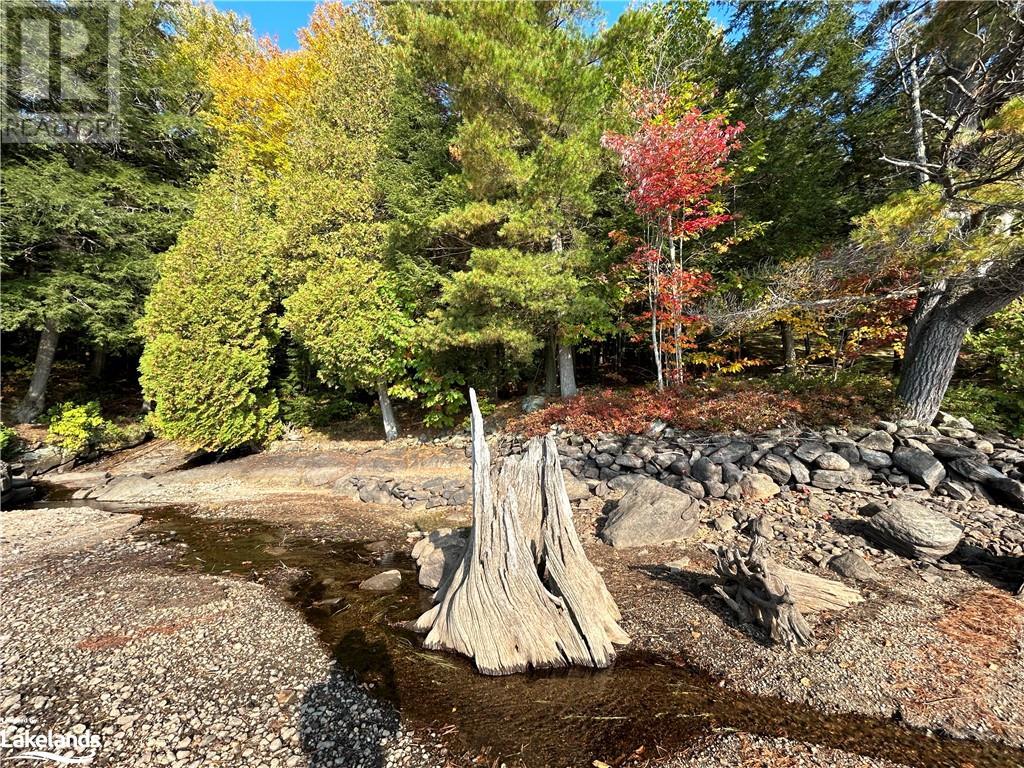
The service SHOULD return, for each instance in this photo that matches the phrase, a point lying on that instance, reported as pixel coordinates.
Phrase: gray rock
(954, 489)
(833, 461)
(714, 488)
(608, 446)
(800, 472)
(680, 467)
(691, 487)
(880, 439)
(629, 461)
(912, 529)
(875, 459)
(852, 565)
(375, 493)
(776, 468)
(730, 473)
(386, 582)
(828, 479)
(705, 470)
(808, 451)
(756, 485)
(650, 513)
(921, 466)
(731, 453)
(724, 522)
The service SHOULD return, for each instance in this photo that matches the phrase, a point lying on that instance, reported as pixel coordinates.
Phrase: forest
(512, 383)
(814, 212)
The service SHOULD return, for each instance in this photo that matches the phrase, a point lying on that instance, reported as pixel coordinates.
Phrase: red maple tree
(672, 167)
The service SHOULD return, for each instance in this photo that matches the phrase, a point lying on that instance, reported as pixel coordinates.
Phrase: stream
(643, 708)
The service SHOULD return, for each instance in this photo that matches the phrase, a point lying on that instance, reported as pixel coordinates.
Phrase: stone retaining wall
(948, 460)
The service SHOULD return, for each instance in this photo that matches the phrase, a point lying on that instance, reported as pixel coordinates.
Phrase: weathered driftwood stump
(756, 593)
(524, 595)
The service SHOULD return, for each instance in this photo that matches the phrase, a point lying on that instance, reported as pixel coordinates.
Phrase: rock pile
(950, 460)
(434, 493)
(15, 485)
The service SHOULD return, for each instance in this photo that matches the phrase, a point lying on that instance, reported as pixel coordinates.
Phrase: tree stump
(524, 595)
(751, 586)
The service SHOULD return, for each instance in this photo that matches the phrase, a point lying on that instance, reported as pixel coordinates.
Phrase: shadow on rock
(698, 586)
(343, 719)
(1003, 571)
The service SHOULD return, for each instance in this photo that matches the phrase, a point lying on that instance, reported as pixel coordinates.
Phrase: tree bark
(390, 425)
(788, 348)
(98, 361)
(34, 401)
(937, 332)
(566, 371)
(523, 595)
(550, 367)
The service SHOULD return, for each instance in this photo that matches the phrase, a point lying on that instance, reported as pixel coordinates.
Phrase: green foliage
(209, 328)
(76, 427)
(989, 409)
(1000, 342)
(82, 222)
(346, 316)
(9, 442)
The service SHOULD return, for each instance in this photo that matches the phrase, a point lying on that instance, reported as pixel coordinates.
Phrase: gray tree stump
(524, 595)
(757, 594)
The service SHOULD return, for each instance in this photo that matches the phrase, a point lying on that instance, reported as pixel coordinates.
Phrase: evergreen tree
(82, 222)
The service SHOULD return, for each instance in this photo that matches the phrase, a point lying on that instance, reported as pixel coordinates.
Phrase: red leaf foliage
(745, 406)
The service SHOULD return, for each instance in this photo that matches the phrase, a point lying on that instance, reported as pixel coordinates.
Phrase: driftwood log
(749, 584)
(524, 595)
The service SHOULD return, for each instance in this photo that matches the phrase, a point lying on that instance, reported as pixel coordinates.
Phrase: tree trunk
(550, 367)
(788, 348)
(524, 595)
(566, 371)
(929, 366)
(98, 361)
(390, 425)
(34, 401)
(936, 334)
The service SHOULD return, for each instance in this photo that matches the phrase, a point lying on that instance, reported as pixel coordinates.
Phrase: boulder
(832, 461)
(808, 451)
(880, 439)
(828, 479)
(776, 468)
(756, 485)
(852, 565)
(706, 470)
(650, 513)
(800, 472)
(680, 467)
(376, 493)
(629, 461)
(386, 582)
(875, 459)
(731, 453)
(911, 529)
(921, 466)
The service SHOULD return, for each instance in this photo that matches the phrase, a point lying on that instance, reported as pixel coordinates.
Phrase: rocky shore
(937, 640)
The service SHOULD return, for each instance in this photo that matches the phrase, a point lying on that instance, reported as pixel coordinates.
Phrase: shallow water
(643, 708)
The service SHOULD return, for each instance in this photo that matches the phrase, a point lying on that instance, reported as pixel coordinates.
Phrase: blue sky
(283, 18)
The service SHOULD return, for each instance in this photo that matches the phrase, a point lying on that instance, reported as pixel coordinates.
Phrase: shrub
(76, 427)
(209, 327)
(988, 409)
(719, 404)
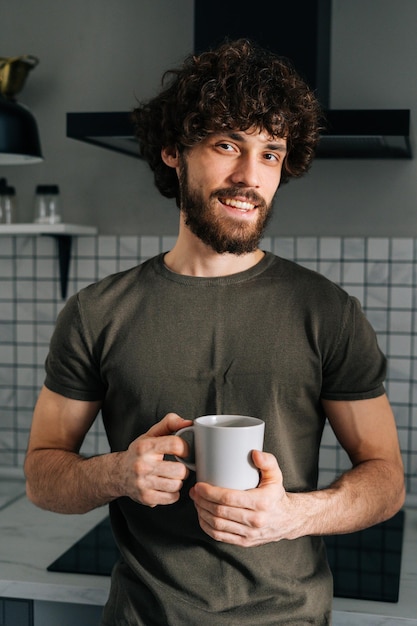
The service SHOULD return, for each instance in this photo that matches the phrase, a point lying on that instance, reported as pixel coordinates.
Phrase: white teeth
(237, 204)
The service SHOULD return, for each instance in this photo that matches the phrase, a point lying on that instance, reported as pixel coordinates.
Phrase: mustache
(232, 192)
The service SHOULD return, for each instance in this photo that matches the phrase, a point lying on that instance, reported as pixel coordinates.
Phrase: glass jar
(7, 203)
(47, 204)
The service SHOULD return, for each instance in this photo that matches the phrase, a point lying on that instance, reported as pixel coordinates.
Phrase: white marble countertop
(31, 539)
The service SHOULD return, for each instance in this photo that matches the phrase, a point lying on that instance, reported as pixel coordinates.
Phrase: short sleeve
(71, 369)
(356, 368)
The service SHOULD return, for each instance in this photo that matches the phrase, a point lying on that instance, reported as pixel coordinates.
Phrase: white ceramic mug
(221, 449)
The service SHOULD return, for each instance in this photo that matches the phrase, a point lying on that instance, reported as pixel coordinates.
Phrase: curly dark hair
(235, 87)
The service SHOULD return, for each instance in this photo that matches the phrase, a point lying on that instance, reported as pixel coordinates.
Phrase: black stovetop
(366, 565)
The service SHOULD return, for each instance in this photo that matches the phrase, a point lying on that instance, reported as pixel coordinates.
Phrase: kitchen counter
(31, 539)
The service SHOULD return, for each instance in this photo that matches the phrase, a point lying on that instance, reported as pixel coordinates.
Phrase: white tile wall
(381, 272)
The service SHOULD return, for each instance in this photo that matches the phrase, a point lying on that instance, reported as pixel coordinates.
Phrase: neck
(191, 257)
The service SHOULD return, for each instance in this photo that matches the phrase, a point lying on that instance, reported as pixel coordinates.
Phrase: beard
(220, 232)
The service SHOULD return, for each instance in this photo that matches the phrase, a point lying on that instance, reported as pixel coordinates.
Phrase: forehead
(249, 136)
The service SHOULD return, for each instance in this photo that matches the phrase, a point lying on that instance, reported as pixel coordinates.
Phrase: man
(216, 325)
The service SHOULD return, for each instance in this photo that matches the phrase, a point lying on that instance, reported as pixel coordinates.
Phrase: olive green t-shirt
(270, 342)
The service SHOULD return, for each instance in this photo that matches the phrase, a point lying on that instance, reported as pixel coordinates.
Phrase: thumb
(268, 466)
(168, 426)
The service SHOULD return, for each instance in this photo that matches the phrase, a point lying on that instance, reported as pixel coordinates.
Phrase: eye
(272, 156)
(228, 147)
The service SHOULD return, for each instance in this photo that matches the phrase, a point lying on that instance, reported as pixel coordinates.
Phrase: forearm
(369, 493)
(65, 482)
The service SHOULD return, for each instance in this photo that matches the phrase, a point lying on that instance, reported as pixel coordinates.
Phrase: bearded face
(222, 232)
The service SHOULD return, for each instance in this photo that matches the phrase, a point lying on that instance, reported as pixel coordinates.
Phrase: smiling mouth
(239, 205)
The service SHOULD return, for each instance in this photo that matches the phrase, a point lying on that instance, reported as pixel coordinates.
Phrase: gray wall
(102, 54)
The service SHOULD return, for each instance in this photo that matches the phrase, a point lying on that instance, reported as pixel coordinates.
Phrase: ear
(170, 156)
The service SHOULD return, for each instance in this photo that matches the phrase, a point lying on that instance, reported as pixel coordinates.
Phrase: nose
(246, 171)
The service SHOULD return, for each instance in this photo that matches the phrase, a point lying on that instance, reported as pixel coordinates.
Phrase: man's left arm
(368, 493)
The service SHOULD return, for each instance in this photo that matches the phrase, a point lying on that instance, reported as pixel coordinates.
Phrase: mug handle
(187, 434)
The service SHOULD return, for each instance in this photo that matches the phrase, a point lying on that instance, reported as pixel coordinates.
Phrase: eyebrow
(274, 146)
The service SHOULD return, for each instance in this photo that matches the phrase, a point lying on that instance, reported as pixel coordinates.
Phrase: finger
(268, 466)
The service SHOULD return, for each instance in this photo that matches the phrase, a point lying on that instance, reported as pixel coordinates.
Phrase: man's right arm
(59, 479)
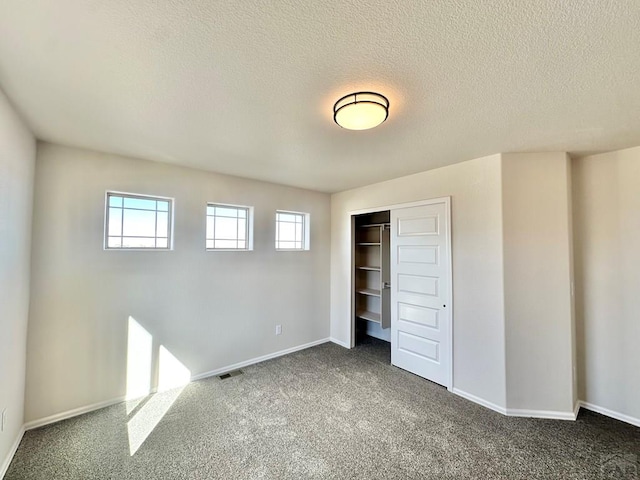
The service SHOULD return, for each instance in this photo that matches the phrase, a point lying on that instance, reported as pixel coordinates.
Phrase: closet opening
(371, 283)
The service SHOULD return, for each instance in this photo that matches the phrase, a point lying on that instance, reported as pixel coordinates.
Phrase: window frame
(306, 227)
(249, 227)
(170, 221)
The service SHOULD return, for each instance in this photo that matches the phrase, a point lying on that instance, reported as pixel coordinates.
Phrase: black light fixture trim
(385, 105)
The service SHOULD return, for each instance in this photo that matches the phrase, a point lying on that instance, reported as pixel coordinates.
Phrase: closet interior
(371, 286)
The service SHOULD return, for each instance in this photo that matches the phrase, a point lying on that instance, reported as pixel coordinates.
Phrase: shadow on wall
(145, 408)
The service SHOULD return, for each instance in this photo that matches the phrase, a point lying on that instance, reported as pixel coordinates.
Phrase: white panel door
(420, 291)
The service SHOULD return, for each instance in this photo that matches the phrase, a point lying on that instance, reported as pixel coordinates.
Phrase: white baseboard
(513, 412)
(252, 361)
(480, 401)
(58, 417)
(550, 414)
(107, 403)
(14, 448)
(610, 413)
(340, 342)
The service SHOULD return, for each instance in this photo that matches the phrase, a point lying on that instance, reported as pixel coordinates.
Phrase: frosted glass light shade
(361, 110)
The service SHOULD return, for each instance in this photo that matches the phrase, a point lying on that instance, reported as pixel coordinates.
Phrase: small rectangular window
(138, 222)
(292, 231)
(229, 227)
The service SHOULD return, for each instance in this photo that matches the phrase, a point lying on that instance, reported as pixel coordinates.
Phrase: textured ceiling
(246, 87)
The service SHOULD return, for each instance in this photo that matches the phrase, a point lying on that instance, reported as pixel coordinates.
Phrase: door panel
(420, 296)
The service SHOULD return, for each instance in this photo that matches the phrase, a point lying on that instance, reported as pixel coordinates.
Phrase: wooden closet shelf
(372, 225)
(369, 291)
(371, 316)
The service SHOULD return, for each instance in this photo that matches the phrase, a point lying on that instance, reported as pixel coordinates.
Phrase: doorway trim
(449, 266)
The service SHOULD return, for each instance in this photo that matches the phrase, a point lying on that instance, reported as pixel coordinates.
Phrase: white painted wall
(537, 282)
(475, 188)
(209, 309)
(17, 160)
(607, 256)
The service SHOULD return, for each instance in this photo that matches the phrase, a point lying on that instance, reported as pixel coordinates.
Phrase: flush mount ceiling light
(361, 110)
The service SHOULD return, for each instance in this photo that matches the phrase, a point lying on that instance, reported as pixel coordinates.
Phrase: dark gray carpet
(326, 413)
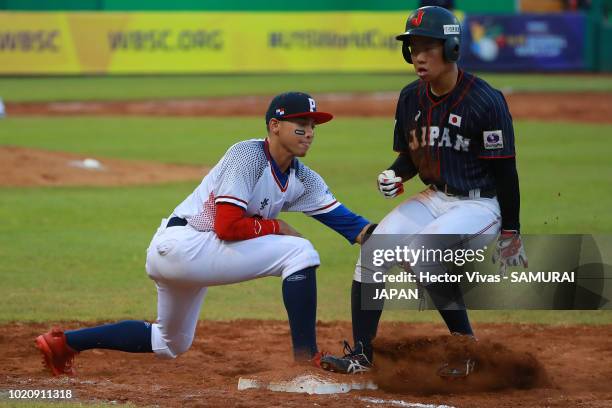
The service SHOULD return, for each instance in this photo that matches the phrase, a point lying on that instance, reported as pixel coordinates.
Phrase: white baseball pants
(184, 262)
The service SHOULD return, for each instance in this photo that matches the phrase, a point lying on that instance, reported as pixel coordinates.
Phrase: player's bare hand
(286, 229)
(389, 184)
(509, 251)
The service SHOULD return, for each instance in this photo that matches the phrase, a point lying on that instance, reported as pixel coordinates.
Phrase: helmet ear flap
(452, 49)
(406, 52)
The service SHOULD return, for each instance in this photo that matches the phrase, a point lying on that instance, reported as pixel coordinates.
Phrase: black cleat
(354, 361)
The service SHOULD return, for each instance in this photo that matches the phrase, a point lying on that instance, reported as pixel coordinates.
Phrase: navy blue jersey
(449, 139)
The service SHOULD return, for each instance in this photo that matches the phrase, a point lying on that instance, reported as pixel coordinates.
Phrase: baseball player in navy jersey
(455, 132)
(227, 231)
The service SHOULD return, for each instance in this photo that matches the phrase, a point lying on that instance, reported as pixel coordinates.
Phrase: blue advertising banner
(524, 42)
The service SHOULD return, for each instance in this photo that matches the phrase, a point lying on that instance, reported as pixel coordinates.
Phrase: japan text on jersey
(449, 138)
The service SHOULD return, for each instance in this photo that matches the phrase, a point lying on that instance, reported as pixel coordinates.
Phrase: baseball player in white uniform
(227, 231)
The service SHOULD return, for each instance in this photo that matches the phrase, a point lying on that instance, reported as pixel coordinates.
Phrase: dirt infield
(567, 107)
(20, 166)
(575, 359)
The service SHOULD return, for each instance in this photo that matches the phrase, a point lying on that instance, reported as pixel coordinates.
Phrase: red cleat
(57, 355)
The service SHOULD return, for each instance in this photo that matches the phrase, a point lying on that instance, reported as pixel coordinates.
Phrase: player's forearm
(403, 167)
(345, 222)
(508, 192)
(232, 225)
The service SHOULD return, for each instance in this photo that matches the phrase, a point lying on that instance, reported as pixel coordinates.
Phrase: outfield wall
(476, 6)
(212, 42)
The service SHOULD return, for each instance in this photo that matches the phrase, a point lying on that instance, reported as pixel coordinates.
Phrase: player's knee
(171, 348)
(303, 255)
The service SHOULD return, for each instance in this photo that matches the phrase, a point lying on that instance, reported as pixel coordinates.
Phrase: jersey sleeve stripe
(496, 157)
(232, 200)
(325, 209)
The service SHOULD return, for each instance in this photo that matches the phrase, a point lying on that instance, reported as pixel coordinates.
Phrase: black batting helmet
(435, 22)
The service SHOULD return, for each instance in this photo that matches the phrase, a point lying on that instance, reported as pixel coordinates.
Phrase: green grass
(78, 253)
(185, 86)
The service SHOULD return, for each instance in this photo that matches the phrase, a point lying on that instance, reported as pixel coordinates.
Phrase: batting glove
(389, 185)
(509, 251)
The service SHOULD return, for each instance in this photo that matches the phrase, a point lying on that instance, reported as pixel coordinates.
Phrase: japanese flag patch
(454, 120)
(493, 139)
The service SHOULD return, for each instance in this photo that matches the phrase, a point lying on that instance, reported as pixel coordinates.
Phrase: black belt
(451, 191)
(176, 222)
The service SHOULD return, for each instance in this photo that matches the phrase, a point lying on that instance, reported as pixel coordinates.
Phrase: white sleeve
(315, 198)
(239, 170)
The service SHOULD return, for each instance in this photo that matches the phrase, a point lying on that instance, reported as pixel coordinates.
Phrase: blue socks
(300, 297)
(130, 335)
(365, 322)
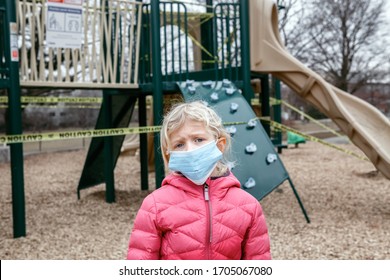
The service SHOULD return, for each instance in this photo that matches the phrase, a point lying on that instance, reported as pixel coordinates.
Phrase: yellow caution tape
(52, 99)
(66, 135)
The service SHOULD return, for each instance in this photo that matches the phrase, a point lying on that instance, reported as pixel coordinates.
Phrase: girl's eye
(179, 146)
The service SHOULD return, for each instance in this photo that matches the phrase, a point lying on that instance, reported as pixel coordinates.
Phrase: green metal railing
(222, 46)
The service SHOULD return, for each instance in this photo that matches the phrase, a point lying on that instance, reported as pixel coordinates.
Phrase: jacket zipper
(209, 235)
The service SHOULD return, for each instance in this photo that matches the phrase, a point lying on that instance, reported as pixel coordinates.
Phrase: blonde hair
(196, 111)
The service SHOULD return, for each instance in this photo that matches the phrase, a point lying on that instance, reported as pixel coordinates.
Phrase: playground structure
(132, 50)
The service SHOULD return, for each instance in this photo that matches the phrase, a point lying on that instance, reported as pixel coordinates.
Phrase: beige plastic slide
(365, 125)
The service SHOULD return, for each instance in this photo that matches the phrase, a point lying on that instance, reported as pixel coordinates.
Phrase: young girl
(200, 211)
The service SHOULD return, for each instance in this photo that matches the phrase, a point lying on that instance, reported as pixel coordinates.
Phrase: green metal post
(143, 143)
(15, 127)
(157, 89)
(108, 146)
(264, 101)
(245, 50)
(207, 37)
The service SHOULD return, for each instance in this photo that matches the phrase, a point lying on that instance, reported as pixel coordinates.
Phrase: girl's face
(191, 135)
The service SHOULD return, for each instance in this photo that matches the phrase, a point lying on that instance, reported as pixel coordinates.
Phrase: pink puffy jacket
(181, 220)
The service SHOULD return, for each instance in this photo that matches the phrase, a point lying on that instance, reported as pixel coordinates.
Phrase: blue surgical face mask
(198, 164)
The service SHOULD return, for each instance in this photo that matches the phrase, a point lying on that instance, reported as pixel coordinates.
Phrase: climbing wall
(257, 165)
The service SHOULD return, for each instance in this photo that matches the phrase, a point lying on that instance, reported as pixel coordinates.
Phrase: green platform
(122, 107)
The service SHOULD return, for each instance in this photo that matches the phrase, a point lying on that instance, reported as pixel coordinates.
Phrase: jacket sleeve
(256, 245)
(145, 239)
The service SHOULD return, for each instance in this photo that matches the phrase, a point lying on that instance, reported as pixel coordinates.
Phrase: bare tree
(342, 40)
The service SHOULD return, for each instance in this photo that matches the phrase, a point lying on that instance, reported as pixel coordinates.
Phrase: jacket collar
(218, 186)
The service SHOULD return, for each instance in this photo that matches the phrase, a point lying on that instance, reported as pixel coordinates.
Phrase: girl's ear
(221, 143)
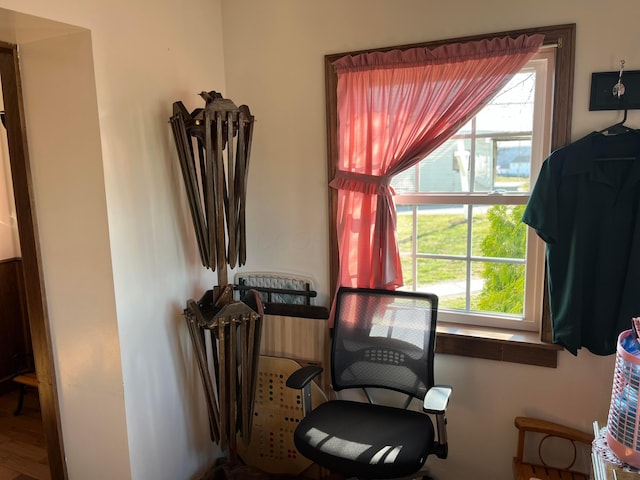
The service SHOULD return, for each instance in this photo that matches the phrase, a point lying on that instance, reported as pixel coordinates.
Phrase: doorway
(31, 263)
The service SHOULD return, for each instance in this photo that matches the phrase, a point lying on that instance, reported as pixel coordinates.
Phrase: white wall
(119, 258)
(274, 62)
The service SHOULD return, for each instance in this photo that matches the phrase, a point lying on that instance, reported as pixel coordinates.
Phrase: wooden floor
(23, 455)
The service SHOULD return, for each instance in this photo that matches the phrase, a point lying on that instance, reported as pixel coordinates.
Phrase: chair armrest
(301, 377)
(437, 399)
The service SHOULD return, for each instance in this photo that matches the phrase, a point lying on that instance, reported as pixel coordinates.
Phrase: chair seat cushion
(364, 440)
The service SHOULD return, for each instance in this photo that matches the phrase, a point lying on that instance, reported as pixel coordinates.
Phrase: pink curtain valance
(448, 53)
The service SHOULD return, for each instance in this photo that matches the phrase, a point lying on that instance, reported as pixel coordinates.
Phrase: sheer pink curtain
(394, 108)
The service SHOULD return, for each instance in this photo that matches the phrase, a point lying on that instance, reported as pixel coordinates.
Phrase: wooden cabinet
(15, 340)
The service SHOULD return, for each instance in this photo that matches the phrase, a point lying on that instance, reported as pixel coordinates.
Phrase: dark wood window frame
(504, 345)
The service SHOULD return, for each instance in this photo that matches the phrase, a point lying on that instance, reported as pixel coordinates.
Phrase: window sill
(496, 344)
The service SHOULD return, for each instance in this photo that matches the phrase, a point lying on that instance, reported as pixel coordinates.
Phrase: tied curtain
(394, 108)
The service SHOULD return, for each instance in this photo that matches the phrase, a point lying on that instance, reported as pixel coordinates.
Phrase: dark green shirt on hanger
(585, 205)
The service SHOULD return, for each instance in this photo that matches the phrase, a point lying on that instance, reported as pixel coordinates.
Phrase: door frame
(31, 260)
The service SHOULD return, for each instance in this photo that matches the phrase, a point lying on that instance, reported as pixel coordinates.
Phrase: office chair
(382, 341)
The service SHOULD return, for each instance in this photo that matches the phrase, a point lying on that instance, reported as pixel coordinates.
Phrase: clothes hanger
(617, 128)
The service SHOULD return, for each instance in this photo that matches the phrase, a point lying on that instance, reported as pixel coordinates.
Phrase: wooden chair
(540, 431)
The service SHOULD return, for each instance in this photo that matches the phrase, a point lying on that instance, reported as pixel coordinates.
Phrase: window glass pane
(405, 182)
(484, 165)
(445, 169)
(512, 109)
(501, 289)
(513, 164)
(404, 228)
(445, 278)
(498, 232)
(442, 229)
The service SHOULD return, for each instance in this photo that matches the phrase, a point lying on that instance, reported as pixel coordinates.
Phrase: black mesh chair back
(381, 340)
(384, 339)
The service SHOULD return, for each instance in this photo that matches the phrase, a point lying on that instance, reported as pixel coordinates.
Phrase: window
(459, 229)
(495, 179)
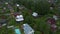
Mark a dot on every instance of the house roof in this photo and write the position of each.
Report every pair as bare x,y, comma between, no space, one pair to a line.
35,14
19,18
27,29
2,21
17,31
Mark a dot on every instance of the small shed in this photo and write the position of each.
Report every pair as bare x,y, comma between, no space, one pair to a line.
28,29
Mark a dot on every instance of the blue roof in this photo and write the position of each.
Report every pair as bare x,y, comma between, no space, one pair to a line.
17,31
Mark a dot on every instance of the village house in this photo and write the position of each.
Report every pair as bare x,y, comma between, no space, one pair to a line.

----------

지시 및 요구사항:
데이터의 처음에서 시작해 "(1003, 571)"가 들어 있는 줄에서 멈추고, 양 끝 줄을 포함한 이 부분을 요청 문장까지 모두 다시 쓰세요. 이때 답으로 적힌 좌표의 모든 수를 135씩 옮기고, 그림은 답에서 빼세요.

작성한 답변:
The service SHOULD return, for each instance in this photo that matches the phrase, a point lying on that instance, reported as pixel coordinates.
Phrase: gray rock
(1089, 624)
(968, 596)
(849, 623)
(743, 581)
(935, 607)
(815, 602)
(826, 622)
(1015, 574)
(764, 596)
(1047, 664)
(1010, 594)
(987, 700)
(510, 628)
(911, 603)
(865, 608)
(521, 717)
(963, 614)
(840, 605)
(943, 586)
(891, 620)
(785, 648)
(1056, 601)
(866, 588)
(859, 657)
The service SHOULD return, for each instance in this photo that matches the phrase, a point lying on that instance, reported as pixel coordinates.
Phrase: forest
(647, 518)
(949, 347)
The service SHOULD return, for each instance in this photo that matches the phrase, a point lying on that instance, reported as pixel coordinates.
Phrase: red maple tree
(807, 302)
The service SHOULD return, for each instance in this photo that matches the phrase, a point lying on that instance, reported as pixel coordinates.
Phrase: stream
(778, 843)
The service SHOULD return, for each instance in this photo that matches the phrase, a point lying on that instance, reported as pixel coordinates.
Phrase: stone retaining wall
(1083, 595)
The service SHOULD return, for each instance in this photo that matches the phrase, a point lying on that instance, reported as pixel coordinates.
Phrase: weathered driftwood stump
(891, 728)
(659, 730)
The service SHOULD return, for each instance in this photo that matches the phrase, a point lying on that instance, reported as pixel coordinates.
Phrase: rock pile
(1085, 595)
(569, 628)
(150, 620)
The service SHOULD return, for each instance in this photo that matches the phrase, a point lying on that instance, reported as pixel coordinates.
Phrase: tree stump
(659, 730)
(886, 721)
The service SHOULD return, for each instance in this photo that matches the phrase, a point lying on that instance, reported as pixel coordinates.
Phrase: shadow on rock
(833, 721)
(478, 854)
(1138, 706)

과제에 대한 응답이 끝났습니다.